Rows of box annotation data
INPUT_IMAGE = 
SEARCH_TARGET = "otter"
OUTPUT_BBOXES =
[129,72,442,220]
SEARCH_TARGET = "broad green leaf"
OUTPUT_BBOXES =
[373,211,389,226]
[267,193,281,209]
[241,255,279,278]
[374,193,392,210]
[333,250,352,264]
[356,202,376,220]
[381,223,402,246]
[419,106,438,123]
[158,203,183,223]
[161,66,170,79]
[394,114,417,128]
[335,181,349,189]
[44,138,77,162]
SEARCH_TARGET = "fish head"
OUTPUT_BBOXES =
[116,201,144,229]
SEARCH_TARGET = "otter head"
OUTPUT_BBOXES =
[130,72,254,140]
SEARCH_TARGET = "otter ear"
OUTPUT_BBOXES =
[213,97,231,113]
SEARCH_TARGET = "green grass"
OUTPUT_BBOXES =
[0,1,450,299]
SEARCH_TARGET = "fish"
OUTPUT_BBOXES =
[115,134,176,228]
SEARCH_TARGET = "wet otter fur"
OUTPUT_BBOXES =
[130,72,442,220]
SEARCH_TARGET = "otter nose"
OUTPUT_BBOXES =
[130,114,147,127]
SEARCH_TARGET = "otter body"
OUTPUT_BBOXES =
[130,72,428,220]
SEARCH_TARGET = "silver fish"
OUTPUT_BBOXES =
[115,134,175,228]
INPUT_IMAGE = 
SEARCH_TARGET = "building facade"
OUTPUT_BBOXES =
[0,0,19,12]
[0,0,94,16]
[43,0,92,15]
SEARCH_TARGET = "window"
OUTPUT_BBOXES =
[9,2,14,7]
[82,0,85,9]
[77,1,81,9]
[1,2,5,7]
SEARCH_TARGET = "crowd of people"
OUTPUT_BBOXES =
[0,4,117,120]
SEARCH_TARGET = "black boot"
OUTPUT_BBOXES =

** What is being asked **
Scale the rows from the beginning through the line containing "[115,134,175,228]", inclusive, and reproduce every line in that span, requests included. Multiply each bounding box coordinate in the answers by 1.55 and round to whole numbers, with halves rounded up.

** Response below **
INPUT_IMAGE = 
SEARCH_TARGET = "otter"
OUTPUT_BBOXES =
[200,112,685,341]
SEARCH_TARGET = "broad green leaf"
OUTPUT_BBOXES =
[578,327,603,350]
[414,299,436,324]
[374,395,432,431]
[580,299,608,326]
[516,388,546,409]
[552,313,583,341]
[591,346,623,381]
[649,164,679,191]
[245,315,284,346]
[250,102,264,122]
[611,177,646,198]
[519,281,541,293]
[68,214,119,251]
SEARCH_TARGET = "fish head"
OUTPUT_BBOXES =
[180,312,223,355]
SEARCH_TARGET = "otter head"
OUTPUT_BBOXES =
[202,112,394,217]
SEARCH_TARGET = "otter ear"
OUTPUT_BBOXES =
[330,150,358,175]
SEARCH_TARGET = "green grass"
OUTPUT_BBOXES =
[0,2,698,463]
SEARCH_TARGET = "fish"
OUTPUT_BBOXES =
[178,208,273,353]
SEARCH_TARGET = "wet otter fur"
OUTPUT_BBOXES =
[202,112,685,341]
SEARCH_TARGET = "otter nose"
OUTPUT_BBOXES =
[202,177,228,197]
SEARCH_TARGET = "otter body"
OUTPUT_BBOXES =
[202,112,663,341]
SEARCH_TARGET = "silver fish"
OUTPUT_BBOXES =
[178,208,271,353]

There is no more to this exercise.